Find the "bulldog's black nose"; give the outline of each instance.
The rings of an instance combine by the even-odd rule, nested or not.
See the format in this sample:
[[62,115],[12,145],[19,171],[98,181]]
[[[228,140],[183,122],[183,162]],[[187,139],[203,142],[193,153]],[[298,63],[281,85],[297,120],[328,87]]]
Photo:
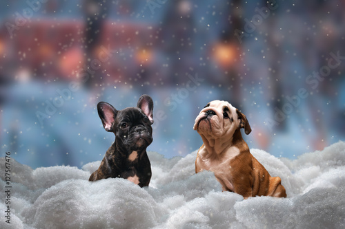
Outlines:
[[135,127],[133,131],[135,133],[141,133],[141,132],[144,132],[145,131],[145,128],[143,127]]
[[215,115],[215,112],[213,111],[213,110],[208,110],[206,113],[208,116],[212,116]]

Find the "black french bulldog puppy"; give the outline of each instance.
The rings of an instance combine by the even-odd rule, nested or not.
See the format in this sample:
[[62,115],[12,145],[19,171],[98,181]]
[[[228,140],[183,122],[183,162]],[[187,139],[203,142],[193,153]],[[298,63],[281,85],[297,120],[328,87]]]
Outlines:
[[115,134],[115,141],[89,181],[122,177],[140,187],[148,186],[151,179],[151,164],[146,153],[147,146],[152,142],[151,97],[141,96],[137,107],[117,111],[110,104],[100,102],[97,109],[103,127]]

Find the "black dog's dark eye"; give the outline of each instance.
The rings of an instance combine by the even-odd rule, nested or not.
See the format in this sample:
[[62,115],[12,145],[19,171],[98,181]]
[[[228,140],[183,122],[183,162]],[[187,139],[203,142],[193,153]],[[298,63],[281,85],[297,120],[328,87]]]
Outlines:
[[121,124],[121,128],[122,129],[125,129],[125,128],[127,128],[128,127],[128,124],[126,122],[123,122]]

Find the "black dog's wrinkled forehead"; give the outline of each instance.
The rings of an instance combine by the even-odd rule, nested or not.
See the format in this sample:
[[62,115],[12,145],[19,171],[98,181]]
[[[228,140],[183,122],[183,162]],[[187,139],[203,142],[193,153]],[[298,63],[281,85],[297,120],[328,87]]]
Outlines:
[[116,119],[120,121],[139,120],[146,117],[143,111],[138,107],[127,107],[119,112]]

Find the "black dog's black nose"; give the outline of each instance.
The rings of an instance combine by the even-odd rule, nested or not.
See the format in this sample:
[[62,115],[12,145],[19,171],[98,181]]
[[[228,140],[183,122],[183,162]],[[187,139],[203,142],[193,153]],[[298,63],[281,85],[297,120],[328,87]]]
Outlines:
[[206,114],[207,114],[208,116],[212,116],[215,115],[215,111],[213,111],[213,110],[208,110],[208,111],[207,111],[206,113]]

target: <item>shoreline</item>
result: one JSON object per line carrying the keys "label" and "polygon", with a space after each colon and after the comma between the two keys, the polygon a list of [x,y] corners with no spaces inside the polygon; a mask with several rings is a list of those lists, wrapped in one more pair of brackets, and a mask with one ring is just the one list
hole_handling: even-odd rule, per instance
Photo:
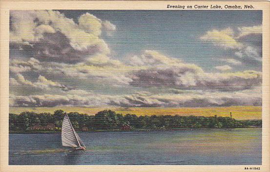
{"label": "shoreline", "polygon": [[[131,131],[185,131],[185,130],[232,130],[237,129],[262,129],[262,127],[252,127],[246,128],[182,128],[182,129],[134,129],[129,130],[122,130],[121,129],[108,129],[108,130],[92,130],[89,131],[77,131],[78,133],[81,132],[131,132]],[[50,134],[61,133],[61,131],[9,131],[9,134]]]}

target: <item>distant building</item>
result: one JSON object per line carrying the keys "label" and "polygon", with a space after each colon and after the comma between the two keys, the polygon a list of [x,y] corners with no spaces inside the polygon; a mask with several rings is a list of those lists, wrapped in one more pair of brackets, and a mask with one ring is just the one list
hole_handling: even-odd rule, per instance
{"label": "distant building", "polygon": [[131,129],[130,126],[128,125],[124,125],[122,127],[121,127],[121,130],[129,130]]}
{"label": "distant building", "polygon": [[42,126],[39,125],[35,125],[31,127],[32,130],[53,130],[55,129],[54,124],[48,124],[46,126]]}
{"label": "distant building", "polygon": [[42,129],[42,126],[40,126],[39,125],[35,125],[31,128],[31,129],[32,130],[39,130],[39,129]]}
{"label": "distant building", "polygon": [[86,127],[83,127],[83,128],[82,128],[82,130],[83,131],[87,131],[88,130],[88,128]]}
{"label": "distant building", "polygon": [[55,125],[54,124],[48,124],[47,126],[44,127],[44,128],[47,129],[55,129]]}

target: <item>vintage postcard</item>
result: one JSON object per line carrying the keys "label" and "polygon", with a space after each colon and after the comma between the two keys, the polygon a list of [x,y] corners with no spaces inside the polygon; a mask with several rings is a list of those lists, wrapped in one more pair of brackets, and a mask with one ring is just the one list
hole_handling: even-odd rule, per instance
{"label": "vintage postcard", "polygon": [[270,171],[269,2],[0,3],[1,172]]}

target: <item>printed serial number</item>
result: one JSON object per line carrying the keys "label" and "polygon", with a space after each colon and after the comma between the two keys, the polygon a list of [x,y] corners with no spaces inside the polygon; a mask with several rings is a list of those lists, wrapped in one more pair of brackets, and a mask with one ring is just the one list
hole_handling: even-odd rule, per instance
{"label": "printed serial number", "polygon": [[245,170],[260,170],[260,167],[245,167]]}

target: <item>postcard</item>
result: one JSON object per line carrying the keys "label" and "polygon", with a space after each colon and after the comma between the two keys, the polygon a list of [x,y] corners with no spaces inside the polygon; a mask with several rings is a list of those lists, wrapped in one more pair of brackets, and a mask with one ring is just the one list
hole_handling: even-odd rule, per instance
{"label": "postcard", "polygon": [[270,2],[1,1],[1,172],[270,172]]}

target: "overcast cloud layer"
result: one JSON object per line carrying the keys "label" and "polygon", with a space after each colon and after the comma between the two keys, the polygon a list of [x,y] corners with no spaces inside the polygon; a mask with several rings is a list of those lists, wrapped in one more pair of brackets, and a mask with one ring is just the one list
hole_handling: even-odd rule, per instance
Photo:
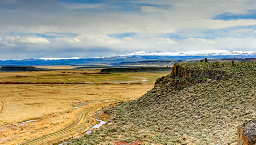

▶ YOUR INSTRUCTIONS
Pull out each line of the listing above that contains the string "bulldog", and reproduce those lines in full.

▶ RESULT OF THE TASK
Find the "bulldog's black nose"; give the outline of each instance.
Find the "black french bulldog puppy"; give the outline of each instance.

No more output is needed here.